▶ [DATA SUPPLIED]
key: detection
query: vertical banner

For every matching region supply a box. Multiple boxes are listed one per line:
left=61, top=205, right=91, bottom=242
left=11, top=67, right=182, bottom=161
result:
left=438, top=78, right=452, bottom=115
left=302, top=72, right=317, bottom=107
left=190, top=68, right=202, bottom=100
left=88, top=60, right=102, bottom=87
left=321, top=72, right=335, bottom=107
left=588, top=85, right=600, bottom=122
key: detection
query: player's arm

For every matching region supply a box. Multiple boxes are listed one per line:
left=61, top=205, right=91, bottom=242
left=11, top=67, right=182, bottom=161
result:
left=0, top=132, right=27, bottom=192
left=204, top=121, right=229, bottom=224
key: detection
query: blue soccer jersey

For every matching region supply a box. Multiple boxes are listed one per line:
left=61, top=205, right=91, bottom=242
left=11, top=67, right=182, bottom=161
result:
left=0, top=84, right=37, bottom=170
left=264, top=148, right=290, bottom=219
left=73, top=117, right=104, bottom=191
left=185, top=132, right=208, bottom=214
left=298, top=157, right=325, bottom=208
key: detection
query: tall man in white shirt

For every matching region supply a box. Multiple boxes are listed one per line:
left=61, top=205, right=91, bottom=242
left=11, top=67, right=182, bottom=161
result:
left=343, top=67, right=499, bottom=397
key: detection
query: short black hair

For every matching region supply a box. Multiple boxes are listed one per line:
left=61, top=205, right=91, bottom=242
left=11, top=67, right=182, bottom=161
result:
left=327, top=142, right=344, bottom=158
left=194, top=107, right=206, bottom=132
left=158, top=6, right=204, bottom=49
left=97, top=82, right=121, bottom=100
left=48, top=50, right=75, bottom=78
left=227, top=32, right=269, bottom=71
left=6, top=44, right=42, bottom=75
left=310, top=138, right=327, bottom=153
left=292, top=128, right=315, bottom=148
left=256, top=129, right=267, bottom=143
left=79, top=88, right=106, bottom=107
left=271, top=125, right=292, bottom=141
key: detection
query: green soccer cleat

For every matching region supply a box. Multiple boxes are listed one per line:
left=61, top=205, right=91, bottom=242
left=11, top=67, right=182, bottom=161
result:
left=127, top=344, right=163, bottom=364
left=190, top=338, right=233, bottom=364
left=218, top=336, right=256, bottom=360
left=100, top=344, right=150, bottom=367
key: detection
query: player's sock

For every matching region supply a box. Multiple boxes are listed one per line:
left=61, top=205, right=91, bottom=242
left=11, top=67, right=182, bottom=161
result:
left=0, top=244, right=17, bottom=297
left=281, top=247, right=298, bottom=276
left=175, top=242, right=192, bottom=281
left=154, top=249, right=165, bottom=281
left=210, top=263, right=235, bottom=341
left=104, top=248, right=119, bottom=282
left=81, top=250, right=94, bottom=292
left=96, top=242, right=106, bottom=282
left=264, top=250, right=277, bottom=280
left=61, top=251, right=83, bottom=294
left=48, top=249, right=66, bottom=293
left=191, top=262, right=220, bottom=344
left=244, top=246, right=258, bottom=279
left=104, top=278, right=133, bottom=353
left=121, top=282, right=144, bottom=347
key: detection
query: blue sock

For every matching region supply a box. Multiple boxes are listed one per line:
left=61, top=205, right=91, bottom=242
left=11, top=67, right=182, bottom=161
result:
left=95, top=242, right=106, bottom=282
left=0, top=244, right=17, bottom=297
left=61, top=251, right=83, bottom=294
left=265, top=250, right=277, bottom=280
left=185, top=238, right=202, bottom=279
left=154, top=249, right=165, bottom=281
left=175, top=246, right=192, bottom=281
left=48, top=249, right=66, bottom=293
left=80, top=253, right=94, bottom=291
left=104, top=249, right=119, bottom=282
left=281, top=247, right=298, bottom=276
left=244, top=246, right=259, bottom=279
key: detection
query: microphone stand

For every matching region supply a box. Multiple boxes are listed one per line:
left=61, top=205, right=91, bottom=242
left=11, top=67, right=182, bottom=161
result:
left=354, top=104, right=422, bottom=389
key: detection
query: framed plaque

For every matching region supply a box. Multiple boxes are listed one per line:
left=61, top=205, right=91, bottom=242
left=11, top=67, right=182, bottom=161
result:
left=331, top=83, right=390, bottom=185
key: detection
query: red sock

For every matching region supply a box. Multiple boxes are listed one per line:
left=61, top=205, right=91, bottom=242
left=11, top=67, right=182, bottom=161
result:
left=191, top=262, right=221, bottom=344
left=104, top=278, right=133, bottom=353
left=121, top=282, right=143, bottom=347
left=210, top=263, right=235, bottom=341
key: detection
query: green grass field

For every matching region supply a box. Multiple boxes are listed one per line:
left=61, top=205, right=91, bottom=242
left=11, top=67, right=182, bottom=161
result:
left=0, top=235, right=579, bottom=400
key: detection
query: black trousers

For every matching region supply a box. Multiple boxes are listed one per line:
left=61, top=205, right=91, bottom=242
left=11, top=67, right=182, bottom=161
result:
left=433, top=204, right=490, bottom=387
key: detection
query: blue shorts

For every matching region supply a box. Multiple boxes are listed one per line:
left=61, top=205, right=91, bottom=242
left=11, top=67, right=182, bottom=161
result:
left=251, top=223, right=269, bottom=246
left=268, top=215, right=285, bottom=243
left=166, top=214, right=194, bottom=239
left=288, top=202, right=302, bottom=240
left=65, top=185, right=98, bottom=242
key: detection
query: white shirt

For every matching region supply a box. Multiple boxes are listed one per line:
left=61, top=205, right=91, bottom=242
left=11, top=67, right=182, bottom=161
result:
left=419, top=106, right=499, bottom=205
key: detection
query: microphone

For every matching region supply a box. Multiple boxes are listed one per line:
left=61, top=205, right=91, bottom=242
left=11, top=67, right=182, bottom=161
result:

▶ [REQUIREMENT] Express the rows above as a two-column CSV with the headers input and output, from the first row up to and including the row containing "left=343, top=67, right=499, bottom=397". Give one CSV line per row, with the row's text under input and its answer under output, each in a single quoted field with line breaks replaced by spaces.

▶ [TASK SOLUTION]
input,output
"key: detection query: vertical banner For every matching region supply a box. Multiple boxes are listed one per line: left=61, top=205, right=91, bottom=242 left=11, top=67, right=182, bottom=161 result:","left=438, top=78, right=452, bottom=115 left=302, top=72, right=317, bottom=107 left=190, top=68, right=202, bottom=100 left=88, top=60, right=102, bottom=87 left=321, top=72, right=335, bottom=107 left=588, top=85, right=600, bottom=122"
"key: detection query: player's arm For every matching region supply a box. Multiple boxes are listed one per line: left=61, top=205, right=91, bottom=242 left=11, top=67, right=182, bottom=161 result:","left=0, top=132, right=27, bottom=192 left=204, top=121, right=229, bottom=224"
"key: detection query: blue soccer jersey For every matching region supply a box. Multiple boxes are listed one per line: left=61, top=205, right=91, bottom=242 left=11, top=67, right=182, bottom=161 result:","left=0, top=84, right=37, bottom=170 left=264, top=148, right=290, bottom=219 left=73, top=117, right=104, bottom=191 left=185, top=132, right=208, bottom=214 left=298, top=157, right=325, bottom=208"
"key: detection query: tall man in white shirt For every matching region supply a box. Multiple boxes are listed one per line: left=61, top=205, right=91, bottom=242 left=11, top=67, right=182, bottom=161 result:","left=343, top=67, right=499, bottom=397"